ASSIGNMENT: Your task is to copy each line of the records that includes the string "dark".

EXERCISE INPUTS:
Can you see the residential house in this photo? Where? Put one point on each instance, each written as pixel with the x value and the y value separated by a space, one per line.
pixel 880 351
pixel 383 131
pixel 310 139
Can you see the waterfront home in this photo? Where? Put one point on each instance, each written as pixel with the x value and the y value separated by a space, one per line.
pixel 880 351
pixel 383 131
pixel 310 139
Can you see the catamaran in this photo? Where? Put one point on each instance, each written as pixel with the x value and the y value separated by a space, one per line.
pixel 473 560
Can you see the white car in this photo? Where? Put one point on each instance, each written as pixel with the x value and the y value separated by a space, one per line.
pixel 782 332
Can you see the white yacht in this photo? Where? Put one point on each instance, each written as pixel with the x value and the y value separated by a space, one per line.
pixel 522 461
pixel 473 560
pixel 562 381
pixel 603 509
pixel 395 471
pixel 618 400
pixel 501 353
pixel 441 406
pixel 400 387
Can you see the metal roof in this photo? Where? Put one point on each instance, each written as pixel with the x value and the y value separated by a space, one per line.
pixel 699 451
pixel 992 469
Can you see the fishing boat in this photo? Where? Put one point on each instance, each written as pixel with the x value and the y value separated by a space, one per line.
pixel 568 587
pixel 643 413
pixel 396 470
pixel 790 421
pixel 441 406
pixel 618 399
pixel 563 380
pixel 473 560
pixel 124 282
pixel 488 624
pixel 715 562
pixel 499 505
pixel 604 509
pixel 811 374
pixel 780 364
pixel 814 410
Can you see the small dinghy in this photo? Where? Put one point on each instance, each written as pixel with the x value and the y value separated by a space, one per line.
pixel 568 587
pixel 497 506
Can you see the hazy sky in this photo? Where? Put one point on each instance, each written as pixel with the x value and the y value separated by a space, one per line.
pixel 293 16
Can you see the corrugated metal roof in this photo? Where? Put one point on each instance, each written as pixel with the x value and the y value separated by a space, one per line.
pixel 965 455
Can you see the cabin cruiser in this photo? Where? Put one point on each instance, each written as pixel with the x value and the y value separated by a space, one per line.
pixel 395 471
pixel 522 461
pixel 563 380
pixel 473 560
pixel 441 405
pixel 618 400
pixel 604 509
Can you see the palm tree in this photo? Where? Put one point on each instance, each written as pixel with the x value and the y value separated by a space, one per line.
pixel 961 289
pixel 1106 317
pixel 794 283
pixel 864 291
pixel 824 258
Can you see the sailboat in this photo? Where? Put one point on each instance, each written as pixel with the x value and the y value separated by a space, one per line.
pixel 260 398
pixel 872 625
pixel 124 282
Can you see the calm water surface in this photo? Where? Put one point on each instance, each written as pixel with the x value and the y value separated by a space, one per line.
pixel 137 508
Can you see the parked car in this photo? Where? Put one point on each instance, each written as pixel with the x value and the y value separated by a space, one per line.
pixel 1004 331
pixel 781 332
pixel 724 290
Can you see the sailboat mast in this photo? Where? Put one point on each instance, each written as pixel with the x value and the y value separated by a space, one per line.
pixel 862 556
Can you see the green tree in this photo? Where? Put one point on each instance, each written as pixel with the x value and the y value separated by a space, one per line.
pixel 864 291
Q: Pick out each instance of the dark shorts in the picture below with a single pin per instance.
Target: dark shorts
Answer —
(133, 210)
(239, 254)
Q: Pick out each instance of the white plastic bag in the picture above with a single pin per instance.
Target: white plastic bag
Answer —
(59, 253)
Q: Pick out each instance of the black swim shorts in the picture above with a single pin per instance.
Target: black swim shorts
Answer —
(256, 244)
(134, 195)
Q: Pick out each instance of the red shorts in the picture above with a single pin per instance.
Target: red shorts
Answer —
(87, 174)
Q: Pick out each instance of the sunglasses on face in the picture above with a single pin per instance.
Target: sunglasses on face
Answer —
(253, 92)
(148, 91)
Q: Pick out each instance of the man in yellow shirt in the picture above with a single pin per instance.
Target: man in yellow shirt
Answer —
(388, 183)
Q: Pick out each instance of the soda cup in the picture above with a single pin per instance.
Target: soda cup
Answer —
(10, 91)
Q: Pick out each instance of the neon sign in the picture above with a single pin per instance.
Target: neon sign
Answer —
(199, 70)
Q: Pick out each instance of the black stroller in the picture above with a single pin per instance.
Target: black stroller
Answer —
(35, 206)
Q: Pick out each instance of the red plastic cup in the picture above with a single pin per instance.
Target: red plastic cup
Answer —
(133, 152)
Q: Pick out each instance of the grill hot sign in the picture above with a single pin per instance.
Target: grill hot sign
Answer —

RESPONSE BELOW:
Q: Pick out each instance of the dark shorts in the picture below with a single pin per instance.
Target: dark shorts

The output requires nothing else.